#### Your assignment
Could you say how many lines in the records include "clock"? Please give the number by itself.

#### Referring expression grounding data
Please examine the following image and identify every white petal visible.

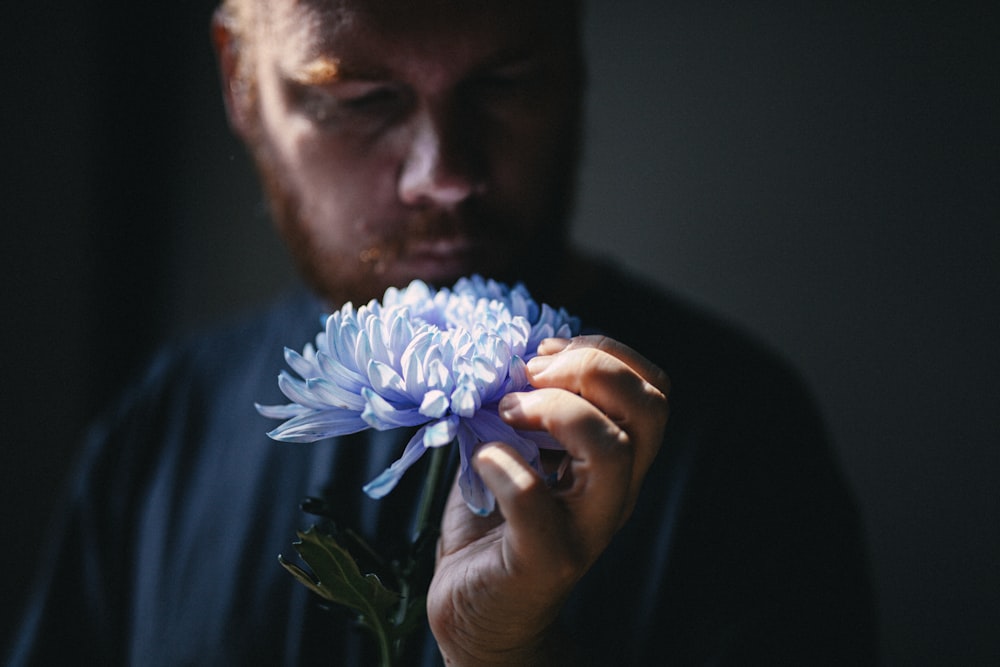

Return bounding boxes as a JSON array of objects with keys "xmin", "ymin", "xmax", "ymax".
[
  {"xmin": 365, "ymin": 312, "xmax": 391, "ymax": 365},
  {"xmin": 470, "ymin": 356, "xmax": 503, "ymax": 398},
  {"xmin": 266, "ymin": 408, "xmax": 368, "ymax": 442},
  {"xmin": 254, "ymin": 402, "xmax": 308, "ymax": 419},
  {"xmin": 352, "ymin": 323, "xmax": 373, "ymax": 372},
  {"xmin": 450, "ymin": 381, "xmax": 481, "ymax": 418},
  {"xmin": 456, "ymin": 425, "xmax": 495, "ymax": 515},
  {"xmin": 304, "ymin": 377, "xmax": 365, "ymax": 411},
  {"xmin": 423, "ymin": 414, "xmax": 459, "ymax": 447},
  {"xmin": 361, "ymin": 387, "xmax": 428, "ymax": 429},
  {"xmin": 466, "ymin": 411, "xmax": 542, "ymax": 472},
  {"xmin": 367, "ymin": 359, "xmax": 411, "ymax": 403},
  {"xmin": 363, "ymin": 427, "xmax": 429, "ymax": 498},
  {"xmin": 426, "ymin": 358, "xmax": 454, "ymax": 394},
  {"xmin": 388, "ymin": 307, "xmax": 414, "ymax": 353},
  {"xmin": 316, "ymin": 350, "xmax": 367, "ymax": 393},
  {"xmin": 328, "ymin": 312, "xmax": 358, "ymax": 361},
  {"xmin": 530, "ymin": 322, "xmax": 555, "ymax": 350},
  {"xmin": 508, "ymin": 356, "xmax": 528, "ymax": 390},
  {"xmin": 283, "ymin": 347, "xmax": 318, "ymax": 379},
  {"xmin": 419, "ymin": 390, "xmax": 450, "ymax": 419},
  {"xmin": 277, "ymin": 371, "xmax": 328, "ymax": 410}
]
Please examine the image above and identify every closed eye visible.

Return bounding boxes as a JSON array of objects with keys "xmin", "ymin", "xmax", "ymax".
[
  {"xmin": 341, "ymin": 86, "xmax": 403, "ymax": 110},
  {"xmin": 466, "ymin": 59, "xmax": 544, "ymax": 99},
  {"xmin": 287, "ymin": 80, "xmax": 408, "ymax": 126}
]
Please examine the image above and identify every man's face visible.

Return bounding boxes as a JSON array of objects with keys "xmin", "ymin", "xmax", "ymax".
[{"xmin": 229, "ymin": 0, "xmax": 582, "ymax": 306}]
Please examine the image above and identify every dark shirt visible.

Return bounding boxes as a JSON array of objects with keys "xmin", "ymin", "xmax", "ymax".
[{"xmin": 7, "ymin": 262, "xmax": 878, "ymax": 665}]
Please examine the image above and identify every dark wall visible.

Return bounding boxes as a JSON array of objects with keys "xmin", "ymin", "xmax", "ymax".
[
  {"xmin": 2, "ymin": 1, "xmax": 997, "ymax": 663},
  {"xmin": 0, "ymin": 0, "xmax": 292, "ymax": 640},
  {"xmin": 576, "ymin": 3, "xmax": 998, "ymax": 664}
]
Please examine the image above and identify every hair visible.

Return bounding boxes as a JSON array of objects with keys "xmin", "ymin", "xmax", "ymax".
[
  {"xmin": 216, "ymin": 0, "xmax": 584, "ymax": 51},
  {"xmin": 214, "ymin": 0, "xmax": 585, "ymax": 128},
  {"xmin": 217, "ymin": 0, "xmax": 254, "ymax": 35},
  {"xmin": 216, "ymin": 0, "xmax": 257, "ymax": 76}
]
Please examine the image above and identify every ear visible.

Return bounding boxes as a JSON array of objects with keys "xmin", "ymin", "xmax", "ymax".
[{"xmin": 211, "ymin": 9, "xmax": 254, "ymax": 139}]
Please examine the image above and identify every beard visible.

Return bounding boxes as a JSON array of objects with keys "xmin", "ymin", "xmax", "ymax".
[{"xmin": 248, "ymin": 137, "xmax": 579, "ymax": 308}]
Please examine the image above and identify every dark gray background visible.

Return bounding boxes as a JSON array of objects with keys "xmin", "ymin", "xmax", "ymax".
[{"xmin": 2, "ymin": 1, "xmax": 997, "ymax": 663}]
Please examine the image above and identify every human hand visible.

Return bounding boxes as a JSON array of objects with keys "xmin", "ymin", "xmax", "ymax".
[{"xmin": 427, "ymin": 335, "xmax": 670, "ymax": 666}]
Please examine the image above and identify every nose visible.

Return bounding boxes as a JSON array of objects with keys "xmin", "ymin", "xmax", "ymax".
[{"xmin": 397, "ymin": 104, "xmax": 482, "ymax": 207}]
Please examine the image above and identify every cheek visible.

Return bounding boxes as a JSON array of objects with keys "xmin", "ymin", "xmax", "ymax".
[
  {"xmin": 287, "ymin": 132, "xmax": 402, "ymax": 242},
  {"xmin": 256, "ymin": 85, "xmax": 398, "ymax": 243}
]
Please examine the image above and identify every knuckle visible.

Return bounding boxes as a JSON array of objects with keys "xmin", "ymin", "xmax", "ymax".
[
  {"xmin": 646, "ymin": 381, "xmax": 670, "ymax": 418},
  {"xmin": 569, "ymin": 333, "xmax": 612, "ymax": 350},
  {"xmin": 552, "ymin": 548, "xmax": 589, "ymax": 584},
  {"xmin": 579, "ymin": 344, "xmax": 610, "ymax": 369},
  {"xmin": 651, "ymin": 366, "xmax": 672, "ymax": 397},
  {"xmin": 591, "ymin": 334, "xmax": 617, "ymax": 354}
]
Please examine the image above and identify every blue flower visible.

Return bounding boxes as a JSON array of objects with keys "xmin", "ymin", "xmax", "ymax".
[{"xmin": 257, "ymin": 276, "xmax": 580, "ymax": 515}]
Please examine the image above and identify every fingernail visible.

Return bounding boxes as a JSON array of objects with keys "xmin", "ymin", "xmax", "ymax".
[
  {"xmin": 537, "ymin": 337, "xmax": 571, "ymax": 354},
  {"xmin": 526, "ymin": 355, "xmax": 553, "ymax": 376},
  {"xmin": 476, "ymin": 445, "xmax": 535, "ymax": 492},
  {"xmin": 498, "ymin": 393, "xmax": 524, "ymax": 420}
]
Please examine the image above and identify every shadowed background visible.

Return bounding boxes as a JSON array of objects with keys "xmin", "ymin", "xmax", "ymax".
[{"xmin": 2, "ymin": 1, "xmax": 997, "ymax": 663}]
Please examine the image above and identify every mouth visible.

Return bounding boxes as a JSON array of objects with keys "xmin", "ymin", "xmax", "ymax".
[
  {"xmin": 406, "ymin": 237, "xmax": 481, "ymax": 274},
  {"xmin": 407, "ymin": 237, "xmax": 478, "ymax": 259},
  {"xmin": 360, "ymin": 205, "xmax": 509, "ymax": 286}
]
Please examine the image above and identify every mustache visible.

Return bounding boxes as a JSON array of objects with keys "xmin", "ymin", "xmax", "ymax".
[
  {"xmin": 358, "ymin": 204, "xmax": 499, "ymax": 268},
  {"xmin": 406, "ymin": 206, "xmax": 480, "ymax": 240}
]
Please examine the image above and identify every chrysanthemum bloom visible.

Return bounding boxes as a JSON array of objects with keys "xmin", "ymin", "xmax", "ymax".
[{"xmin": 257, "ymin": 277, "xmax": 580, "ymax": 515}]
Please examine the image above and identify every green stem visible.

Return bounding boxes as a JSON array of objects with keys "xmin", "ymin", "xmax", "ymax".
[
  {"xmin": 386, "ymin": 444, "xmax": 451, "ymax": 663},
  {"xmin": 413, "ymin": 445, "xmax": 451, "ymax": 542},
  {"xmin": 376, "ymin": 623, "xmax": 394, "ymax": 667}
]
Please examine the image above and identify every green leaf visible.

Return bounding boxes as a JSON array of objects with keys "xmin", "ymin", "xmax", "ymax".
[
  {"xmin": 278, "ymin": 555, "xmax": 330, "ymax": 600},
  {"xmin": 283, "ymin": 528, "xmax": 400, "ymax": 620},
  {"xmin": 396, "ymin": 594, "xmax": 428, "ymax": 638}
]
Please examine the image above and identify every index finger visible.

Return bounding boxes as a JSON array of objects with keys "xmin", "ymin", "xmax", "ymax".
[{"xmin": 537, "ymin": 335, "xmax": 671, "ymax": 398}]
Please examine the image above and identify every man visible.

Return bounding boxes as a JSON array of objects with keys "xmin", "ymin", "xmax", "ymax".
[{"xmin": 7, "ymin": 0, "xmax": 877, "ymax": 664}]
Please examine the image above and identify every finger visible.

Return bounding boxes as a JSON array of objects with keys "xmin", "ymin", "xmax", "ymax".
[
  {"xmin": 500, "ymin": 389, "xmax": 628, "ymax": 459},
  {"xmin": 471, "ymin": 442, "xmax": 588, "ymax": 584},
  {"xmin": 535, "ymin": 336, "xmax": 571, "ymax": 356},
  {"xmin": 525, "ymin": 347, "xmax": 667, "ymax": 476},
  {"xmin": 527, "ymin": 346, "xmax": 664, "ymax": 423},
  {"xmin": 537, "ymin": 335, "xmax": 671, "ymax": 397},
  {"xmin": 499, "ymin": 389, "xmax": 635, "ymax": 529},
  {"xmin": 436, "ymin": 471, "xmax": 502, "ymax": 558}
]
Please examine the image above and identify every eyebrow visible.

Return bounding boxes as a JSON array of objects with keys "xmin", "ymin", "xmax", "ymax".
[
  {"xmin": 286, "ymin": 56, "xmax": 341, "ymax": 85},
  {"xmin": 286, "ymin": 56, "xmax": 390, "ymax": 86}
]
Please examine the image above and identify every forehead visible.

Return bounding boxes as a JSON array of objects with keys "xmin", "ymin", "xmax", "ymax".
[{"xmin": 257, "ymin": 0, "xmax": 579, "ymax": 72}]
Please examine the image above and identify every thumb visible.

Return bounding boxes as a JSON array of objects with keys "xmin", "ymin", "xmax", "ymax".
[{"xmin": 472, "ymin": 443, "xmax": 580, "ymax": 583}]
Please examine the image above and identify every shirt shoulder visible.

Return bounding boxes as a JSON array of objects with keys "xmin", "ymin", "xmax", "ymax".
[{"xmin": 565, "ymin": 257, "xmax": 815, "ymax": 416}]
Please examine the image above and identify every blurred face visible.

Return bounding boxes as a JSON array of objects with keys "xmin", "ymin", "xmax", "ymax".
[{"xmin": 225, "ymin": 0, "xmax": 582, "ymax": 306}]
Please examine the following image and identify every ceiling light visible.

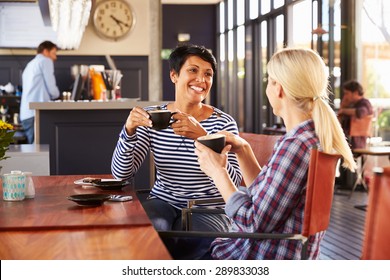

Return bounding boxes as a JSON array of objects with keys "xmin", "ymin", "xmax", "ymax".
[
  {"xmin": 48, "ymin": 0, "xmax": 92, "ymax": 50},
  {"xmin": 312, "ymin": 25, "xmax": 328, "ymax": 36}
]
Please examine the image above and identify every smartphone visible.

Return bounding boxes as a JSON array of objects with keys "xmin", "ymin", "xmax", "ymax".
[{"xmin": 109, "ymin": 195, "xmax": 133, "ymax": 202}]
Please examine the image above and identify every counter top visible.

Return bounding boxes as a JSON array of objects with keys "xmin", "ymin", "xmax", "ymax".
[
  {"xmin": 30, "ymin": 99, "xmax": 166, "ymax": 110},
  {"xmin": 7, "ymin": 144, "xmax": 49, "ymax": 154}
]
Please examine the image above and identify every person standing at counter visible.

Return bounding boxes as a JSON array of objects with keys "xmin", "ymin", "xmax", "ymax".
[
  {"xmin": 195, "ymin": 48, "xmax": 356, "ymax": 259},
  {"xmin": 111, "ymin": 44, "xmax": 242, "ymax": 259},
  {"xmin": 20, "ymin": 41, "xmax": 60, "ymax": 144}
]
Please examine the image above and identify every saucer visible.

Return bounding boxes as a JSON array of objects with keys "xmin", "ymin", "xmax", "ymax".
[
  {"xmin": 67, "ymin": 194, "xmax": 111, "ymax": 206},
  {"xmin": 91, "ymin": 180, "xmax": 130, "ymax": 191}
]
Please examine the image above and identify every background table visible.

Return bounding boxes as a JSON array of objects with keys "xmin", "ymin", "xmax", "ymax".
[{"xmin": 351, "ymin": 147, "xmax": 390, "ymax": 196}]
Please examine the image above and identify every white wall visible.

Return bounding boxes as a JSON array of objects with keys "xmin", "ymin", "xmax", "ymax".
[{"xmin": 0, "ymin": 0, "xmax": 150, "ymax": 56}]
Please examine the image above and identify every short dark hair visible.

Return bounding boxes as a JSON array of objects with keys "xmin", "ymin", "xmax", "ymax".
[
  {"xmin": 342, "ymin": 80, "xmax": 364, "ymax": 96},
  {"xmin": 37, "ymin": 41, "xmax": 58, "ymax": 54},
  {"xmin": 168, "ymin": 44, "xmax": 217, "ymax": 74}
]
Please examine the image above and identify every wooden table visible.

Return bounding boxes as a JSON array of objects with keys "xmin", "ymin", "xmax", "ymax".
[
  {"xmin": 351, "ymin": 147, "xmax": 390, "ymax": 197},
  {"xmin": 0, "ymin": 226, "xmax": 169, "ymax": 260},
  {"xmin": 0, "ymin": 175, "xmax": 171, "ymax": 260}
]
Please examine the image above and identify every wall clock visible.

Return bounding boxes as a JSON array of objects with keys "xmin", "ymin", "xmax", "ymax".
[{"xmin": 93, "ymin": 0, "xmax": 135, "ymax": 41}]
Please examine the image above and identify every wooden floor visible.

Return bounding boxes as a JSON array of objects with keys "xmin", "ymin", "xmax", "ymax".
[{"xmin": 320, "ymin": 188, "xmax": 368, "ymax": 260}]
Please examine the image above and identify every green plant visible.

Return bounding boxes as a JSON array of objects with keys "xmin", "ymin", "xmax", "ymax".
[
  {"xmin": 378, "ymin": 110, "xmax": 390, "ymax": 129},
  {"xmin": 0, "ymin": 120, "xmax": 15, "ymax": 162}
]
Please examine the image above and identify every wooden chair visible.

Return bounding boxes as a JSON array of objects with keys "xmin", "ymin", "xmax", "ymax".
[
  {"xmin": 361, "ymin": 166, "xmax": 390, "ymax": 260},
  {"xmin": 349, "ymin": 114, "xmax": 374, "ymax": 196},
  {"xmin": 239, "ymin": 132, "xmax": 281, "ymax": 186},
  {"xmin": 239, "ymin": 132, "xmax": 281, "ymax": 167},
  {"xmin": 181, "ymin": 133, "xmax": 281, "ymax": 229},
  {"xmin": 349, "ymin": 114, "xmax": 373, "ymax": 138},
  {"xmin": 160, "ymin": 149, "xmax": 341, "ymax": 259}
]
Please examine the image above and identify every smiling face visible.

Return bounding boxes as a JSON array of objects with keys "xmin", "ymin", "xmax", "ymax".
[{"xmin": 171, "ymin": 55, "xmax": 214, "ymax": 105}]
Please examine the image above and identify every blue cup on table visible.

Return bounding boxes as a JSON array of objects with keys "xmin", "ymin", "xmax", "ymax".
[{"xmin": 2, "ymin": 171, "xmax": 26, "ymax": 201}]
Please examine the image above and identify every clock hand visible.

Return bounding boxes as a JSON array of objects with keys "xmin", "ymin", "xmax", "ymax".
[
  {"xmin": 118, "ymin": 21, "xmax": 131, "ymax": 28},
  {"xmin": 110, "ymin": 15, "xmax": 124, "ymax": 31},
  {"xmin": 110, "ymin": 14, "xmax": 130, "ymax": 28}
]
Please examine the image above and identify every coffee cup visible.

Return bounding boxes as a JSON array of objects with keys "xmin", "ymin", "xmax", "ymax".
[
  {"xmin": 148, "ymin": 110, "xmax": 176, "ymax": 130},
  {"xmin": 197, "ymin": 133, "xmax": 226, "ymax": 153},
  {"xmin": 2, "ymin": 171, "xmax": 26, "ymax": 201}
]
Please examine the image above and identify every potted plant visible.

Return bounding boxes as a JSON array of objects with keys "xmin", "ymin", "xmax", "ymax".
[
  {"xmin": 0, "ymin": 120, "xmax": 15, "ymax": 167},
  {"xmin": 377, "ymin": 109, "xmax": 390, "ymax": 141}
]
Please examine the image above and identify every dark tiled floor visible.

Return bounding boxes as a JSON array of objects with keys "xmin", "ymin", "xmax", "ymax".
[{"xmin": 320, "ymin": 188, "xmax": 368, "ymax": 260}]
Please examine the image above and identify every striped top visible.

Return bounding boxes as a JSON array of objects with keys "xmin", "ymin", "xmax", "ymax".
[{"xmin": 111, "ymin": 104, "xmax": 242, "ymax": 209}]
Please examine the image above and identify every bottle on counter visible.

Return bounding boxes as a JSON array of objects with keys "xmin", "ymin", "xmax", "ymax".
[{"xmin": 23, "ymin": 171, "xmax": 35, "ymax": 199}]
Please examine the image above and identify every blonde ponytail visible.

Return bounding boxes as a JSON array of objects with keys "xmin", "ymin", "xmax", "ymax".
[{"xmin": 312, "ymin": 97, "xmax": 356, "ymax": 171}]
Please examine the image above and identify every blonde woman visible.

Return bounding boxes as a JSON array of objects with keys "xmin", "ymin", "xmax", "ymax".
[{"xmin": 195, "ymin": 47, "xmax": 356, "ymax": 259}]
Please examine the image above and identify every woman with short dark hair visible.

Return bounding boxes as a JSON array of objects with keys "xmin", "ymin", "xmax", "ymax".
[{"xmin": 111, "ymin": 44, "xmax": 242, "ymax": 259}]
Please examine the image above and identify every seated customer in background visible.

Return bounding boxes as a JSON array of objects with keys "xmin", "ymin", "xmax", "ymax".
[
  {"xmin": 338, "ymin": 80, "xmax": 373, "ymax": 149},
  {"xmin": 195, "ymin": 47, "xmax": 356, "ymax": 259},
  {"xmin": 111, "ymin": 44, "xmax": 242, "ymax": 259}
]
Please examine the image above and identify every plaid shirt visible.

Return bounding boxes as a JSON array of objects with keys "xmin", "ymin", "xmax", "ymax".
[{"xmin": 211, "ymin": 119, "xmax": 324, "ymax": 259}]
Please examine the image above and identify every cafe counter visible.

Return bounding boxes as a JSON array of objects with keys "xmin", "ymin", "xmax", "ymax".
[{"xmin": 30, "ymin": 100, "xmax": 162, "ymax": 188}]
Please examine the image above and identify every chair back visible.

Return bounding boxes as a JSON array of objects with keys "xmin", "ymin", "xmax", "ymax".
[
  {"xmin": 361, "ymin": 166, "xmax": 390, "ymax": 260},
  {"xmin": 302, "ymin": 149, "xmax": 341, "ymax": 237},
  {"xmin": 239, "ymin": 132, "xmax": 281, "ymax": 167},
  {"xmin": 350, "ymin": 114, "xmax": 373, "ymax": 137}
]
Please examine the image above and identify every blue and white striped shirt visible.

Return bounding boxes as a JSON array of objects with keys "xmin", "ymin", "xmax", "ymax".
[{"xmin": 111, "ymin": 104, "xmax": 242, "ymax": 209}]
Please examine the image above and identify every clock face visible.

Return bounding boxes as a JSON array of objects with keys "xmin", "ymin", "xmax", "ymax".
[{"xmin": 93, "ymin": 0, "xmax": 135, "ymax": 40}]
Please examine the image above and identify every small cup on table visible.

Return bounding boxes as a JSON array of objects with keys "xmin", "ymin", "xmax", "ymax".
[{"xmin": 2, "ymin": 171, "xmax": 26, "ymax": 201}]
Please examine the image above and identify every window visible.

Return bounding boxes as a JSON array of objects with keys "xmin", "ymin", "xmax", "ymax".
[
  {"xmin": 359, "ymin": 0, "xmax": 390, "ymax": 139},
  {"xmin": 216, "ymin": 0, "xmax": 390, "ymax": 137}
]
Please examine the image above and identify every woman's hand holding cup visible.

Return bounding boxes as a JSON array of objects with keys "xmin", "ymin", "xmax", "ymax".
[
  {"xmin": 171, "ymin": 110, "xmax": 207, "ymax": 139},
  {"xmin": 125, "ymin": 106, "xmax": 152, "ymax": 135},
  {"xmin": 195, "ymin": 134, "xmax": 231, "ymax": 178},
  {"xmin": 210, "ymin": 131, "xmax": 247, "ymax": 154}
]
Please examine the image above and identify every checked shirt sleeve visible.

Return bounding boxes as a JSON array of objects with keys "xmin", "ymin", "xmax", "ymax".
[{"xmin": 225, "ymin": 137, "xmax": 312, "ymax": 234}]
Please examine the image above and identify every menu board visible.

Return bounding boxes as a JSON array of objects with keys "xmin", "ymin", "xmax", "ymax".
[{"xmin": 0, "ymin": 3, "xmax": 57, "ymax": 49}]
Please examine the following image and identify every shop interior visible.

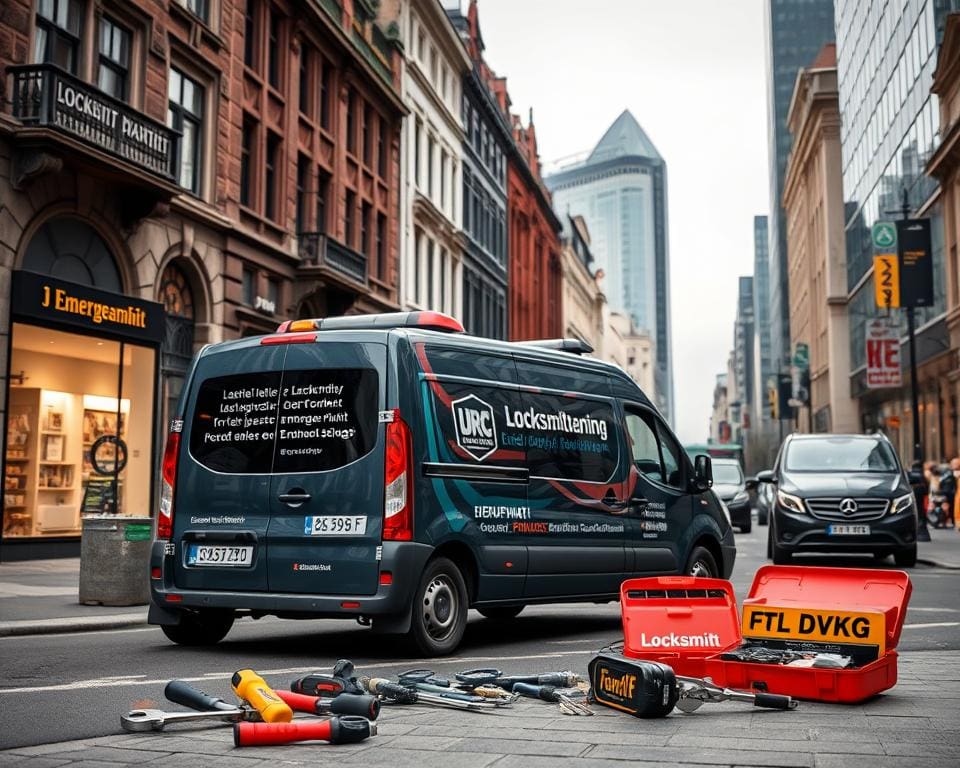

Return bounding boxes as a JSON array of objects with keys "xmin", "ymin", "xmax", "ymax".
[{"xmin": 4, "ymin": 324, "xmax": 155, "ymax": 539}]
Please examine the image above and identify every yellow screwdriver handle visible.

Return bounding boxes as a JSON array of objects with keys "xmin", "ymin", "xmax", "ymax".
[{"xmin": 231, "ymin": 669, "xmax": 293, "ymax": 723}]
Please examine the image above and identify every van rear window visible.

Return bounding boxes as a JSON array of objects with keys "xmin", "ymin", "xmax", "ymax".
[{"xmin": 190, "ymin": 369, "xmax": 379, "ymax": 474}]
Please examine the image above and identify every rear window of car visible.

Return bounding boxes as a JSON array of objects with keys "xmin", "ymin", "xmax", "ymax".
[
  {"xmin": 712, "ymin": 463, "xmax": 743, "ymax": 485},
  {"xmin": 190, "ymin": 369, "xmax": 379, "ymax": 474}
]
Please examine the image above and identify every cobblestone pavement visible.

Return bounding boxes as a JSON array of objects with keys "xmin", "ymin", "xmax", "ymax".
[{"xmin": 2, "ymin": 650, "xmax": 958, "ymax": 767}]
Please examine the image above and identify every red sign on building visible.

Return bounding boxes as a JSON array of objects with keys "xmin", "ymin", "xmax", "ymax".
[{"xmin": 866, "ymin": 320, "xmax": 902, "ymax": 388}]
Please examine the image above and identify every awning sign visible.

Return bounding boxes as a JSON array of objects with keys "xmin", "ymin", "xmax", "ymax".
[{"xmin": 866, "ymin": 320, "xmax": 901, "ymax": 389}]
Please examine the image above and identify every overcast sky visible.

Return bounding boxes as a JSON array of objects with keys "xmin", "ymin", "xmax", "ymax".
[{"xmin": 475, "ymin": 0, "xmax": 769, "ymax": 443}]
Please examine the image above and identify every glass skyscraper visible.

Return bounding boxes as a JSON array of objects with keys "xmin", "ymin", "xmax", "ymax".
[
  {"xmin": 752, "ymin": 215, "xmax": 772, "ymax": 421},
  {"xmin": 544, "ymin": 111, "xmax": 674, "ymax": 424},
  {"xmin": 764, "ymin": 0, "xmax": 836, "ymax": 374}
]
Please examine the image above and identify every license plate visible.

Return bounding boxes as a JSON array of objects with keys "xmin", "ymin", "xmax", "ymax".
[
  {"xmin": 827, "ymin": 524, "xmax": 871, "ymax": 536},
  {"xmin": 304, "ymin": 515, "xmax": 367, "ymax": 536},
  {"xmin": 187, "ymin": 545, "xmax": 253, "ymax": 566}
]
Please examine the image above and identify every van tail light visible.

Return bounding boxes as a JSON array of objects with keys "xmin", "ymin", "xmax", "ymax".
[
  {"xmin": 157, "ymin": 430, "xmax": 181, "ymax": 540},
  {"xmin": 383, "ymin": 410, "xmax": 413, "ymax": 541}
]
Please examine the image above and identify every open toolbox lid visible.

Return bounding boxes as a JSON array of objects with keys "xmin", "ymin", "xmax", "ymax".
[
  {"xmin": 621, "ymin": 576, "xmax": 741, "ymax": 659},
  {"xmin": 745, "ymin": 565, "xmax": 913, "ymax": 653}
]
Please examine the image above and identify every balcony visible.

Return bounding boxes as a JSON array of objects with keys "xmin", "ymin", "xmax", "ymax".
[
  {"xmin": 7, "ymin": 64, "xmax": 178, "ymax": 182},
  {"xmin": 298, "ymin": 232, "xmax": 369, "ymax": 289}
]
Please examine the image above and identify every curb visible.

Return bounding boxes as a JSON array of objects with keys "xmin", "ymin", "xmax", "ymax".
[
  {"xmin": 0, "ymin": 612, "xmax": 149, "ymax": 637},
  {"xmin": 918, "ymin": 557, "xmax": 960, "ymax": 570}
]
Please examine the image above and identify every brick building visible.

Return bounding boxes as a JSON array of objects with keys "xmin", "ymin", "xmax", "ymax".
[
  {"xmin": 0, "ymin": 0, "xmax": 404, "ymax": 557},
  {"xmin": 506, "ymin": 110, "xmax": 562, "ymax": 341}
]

#### Answer section
3